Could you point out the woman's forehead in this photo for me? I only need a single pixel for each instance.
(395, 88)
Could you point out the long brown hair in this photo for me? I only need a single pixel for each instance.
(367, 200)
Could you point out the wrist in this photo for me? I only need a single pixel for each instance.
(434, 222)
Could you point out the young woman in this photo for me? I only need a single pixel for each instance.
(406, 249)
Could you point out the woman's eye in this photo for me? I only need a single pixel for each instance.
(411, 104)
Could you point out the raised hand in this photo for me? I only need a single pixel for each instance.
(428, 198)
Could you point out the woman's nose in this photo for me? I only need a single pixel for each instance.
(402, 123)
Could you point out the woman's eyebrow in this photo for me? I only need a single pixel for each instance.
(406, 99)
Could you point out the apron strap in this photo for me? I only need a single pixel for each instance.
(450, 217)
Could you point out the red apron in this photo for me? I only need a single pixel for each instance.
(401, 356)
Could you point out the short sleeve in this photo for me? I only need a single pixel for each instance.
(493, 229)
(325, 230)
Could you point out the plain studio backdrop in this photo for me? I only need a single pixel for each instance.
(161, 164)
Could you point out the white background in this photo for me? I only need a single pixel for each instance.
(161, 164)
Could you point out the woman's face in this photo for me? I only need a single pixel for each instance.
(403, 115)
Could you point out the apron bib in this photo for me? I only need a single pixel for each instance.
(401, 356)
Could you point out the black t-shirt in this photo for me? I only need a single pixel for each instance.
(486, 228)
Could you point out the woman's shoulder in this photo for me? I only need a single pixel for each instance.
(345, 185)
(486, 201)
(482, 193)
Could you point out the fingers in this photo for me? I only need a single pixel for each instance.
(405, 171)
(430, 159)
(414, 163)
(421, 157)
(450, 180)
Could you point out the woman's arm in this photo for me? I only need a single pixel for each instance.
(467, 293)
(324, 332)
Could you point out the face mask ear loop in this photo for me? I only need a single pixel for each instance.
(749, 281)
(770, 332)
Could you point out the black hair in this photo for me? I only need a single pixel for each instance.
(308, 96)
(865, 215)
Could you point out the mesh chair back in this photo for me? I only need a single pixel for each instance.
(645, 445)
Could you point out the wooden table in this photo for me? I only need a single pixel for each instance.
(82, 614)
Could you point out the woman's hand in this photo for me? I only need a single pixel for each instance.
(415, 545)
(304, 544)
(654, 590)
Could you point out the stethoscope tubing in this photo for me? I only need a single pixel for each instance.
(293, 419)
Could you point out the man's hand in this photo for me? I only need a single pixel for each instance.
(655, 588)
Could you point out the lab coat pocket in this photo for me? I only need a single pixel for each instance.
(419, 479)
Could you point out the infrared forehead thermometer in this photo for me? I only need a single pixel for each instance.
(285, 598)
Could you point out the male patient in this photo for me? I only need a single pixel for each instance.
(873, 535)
────────────────
- WORK TO BE COMPLETED
Exactly as shown above, return every record.

- COMPLETE ANSWER
Could you point out the woman's forehead in this photo for me? I only need a single pixel for each instance.
(395, 88)
Could you point out the long brown hair in this photo for me? I only need a single pixel for each instance.
(367, 200)
Could you point out the wrist in this photo for me? I only need a single pixel for each instance.
(434, 222)
Could you point out the young woman in this photo for me? I only need a single pixel for each instance.
(406, 249)
Could you point out the woman's eye in this photo for me? I only need a single pixel for each instance.
(411, 104)
Could you point out the raised hand in this photo for me? I only need a single pixel for each instance.
(428, 198)
Could you point out the woman's nose in this photo for me? I only need a single pixel for each instance.
(402, 123)
Could you point out the woman's eyebrow in this photo for me? I only need a single pixel for each instance.
(406, 99)
Could you point out the apron strap in this photo for me? I only need a single pixel for each instance.
(450, 217)
Could you point out the red apron in this photo for me? I only need a single pixel for each instance.
(401, 356)
Could you point out the short sleeve in this photo for me? I only need a single pixel for each instance.
(493, 229)
(325, 230)
Could you point out the plain studio backdrop in this photo for me? I only need a single pixel for each instance.
(161, 164)
Could you point out the white background in this photo for me? I only need a single pixel for each instance.
(161, 164)
Could you point out the woman's face in this photo for me? I only need a single pixel for each instance.
(403, 115)
Could you point out the apron bib in this photo for me? I only need a single pixel for each instance.
(401, 356)
Could you point out the black t-shirt in this photo for me? I only need a single pixel for each instance.
(486, 228)
Could you point out the woman's shoulder in this photo for me? I only need a single pixel for each instance.
(345, 185)
(486, 201)
(482, 193)
Could you point out the fingers in this photo for me? I only need a single pixel for each instance.
(405, 171)
(430, 159)
(414, 163)
(421, 157)
(450, 180)
Could you point out the woman's arm in this photo for me? I only need a single pixel for each instance.
(467, 293)
(324, 332)
Could you point out the face mask ear loop in this photo for me? I only need a single pixel for each instance.
(749, 281)
(770, 332)
Could you point out the black hair in this photo for me? I only need a single pixel for each instance.
(308, 96)
(865, 215)
Could you point out the mesh chair back in this photo for me? I only need a single pixel for each instance.
(645, 445)
Could you point out the wooden table in this photo for me? I only need a single pixel for each instance.
(82, 614)
Could you point out the woman's hand in this photo for me? I only need a single pixel for each instance.
(415, 545)
(304, 544)
(654, 590)
Could you point out the stethoscope tubing in this photo for me? I only need a single pixel for each instance.
(293, 419)
Could you point out the man's hand in this photo for me? I only need a single pixel for each instance.
(655, 588)
Could you point out the lab coat pocket in this photo for me? I only need a single pixel for each instance.
(419, 479)
Could you point out the infrared forehead thermometer in this photo for me? I only need a single pixel for each instance.
(285, 598)
Could you point out the male patient in this photo for me? I only need a single pixel for each instance.
(873, 535)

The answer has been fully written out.